■ **文書抜粋**:
- - - - -

協会は4月6日、正副理事長会にて、原発賠償ひょうご訴訟神戸地裁の不当判決に対する下記の抗議声明を確認し、関係機関に送付した。


抗議声明

2024年4月6日

神戸地方裁判所 龍見昇裁判長

福島原発事故集団訴訟で国を免責した神戸地裁の不当判決に抗議する

兵庫県保険医協会 環境・公害対策部長 森岡 芳雄


 福島原発事故によって兵庫県内への避難を余儀なくされた被害者30世帯78名が損害賠償を国及び東京電力に請求している訴訟について、貴殿は3月21日、東京電力のみに対して法的責任を認め、賠償を命じる判決を言い渡した。福島原発事故を発生させた国の責任については、「国が、適切な対策を講じるよう東京電力に義務づけたとしても、事故を避けられなかった可能性が高い」として、国の責任は認めなかった。
 本判決は東日本大震災の前に政府の地震調査研究推進本部が公表した「長期評価」の信用性を認めず、2022年6月17日の最高裁の不当判決を丸々コピーしたにすぎない不当判決である。

- - - - -

■ **課題 A**:
抗議声明によると、損害賠償を請求している被害者は何世帯何名ですか。
■ **課題 B**:
抗議声明のうち、「福島原発事故集団訴訟で国を免責した神戸地裁の不当判決に抗議する」を含む語句で始まり「たにすぎない不当判決である。」で終わる部分を、「東京電力」を「東電」に入れ替えて書き写してください。
■ **課題 C**:
抗議声明の最後の文の後から、続きを書き進めてください。
記録を参照する必要はありません。

空間位置特定データ:
- - - - -

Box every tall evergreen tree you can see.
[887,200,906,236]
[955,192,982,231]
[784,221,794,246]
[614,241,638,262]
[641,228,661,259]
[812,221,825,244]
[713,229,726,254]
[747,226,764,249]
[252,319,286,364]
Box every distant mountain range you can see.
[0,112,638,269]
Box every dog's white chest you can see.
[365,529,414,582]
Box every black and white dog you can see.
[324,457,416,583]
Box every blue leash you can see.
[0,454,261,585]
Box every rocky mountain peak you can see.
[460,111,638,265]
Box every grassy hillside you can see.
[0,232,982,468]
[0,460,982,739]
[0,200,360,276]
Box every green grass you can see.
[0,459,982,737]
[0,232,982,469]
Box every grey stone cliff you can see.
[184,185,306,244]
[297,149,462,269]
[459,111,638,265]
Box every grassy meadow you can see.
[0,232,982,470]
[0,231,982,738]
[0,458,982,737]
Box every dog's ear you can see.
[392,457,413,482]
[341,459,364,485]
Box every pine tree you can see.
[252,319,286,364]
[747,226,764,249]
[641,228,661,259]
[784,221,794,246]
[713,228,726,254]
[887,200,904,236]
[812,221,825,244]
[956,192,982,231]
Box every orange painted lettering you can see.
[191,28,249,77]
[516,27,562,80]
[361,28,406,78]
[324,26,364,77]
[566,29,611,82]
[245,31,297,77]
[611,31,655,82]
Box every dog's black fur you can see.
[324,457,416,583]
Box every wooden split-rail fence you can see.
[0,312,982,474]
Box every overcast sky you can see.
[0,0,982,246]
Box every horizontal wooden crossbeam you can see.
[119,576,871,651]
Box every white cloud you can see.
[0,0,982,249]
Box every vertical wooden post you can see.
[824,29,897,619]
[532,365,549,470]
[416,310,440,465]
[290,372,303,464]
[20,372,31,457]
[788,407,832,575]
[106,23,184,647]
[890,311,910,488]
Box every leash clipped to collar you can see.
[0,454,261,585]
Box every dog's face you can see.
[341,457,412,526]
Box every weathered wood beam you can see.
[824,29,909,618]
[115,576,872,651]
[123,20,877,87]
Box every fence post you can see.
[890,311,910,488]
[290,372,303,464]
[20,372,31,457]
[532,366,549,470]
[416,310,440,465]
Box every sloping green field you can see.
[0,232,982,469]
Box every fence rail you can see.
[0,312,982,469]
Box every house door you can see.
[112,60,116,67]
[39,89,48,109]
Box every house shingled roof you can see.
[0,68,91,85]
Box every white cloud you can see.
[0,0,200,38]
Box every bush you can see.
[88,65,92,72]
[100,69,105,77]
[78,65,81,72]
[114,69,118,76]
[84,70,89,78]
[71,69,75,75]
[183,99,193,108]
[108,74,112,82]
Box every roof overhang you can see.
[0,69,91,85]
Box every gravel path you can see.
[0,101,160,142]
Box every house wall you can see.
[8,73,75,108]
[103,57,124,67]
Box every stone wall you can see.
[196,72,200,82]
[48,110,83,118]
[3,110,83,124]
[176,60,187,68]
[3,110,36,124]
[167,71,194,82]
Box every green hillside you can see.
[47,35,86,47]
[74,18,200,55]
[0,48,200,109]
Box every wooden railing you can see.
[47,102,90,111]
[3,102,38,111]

- - - - -

■ **解答欄 A**:
30世帯78名です。

■ **解答欄 B**:
福島原発事故集団訴訟で国を免責した神戸地裁の不当判決に抗議する

兵庫県保険医協会 環境・公害対策部長 森岡 芳雄


 福島原発事故によって兵庫県内への避難を余儀なくされた被害者30世帯78名が損害賠償を国及び東電に請求している訴訟について、貴殿は3月21日、東電のみに対して法的責任を認め、賠償を命じる判決を言い渡した。福島原発事故を発生させた国の責任については、「国が、適切な対策を講じるよう東電に義務づけたとしても、事故を避けられなかった可能性が高い」として、国の責任は認めなかった。
 本判決は東日本大震災の前に政府の地震調査研究推進本部が公表した「長期評価」の信用性を認めず、2022年6月17日の最高裁の不当判決を丸々コピーしたにすぎない不当判決である。

■ **解答欄 C**:
 「長期評価」では、巨大津波を起こす地震が発生する可能性が示されていたが、判決は、「長期評価」はすぐに津波対策を義務付けるほどの知見とは認められず、仮に国が東電に想定津波に基づく防波堤を設置させたとしても「津波で大量の海水が原発内に侵入することは避けられなかった可能性が高い」として国を免責した。最新の科学的知見を反映して規制権限を行使するという国の責務を否定したに等しく、「想定外」という言葉で責任を回避しようとする国に忖度した判決だと言わざるをえない。また、原告らが訴えてきた内部被曝の危険性についてもまともに評価しなかった。
 国策として推進されてきた原発によって生じた被害について国の責任を認めないとする判決は不当である。地震本部は、阪神・淡路大震災を機に発足した国の機関であり、政策に直結する地震の調査研究推進などを目的にし、本部長は文部科学大臣が務める。その評価が信用できないのなら、何を根拠に災害対策をすればいいのか。
 われわれは、いのちと健康をまもる医療者として、今回の判決に強く抗議する。